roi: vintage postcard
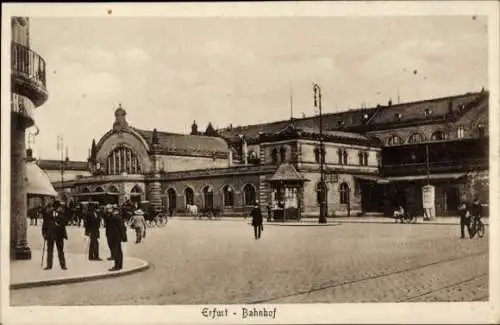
[1,1,500,325]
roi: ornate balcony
[381,157,488,177]
[11,42,49,107]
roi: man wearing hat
[250,201,264,239]
[130,209,146,244]
[106,209,127,271]
[42,201,68,270]
[85,206,101,261]
[103,204,114,261]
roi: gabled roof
[133,128,229,156]
[270,164,308,182]
[36,160,89,171]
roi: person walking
[458,201,470,238]
[103,204,115,261]
[130,209,146,244]
[84,206,102,261]
[250,201,264,239]
[42,201,68,270]
[106,208,127,271]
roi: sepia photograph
[1,2,500,324]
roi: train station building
[39,90,489,219]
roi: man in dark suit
[85,206,101,261]
[106,209,127,271]
[42,201,68,270]
[250,202,264,239]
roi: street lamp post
[57,135,69,186]
[313,83,328,223]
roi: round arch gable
[96,132,151,172]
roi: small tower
[191,121,199,135]
[113,103,128,132]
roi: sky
[28,16,488,161]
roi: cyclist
[470,196,482,238]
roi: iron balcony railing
[381,158,488,176]
[11,42,47,88]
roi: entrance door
[445,187,460,215]
[203,186,214,209]
[167,188,177,210]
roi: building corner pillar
[10,119,31,260]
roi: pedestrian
[267,202,273,222]
[42,201,68,270]
[250,201,264,239]
[130,209,146,244]
[106,209,127,271]
[458,201,470,238]
[103,204,115,261]
[84,206,102,261]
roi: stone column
[10,115,31,260]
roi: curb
[10,259,150,290]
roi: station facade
[46,90,489,219]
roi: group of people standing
[40,200,146,271]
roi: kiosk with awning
[267,164,308,221]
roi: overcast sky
[25,16,488,160]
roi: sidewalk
[10,250,149,290]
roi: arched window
[316,182,328,205]
[222,185,234,207]
[243,184,256,205]
[314,148,320,163]
[167,188,177,209]
[408,133,424,143]
[477,123,486,138]
[280,147,286,163]
[342,150,349,165]
[271,148,278,165]
[105,146,142,175]
[184,187,194,205]
[203,186,214,209]
[339,183,349,204]
[387,135,403,146]
[358,151,364,166]
[431,131,446,141]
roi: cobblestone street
[11,218,489,306]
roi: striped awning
[26,161,57,196]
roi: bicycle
[469,217,486,238]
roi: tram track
[248,251,488,304]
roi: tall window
[339,183,349,204]
[408,133,424,143]
[316,182,328,205]
[387,135,403,146]
[223,185,234,207]
[280,148,286,163]
[314,148,320,163]
[271,148,278,165]
[243,184,256,205]
[457,125,465,139]
[106,146,142,175]
[431,131,446,141]
[184,187,194,205]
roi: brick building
[47,91,489,218]
[10,17,48,259]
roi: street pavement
[11,218,489,306]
■ ■ ■ ■
» Exercise brief
Reproduce verbatim the lines of the listing starting at the line containing "roi: train station building" and ending at the line containing "[10,119,31,260]", with both of those lines included and no others.

» Correct result
roi: train station building
[39,90,489,219]
roi: man in dark suit
[85,206,101,261]
[106,209,127,271]
[42,201,68,270]
[250,202,264,239]
roi: street lamp post
[57,135,69,186]
[313,83,328,223]
roi: round arch gable
[96,132,151,172]
roi: small tower
[191,121,199,135]
[113,103,128,132]
roi: sky
[28,16,488,161]
roi: cyclist
[470,196,482,238]
roi: iron balcony railing
[381,158,488,176]
[11,42,47,88]
roi: entrance door
[445,187,460,215]
[203,186,214,209]
[167,188,177,210]
roi: building corner pillar
[10,119,31,260]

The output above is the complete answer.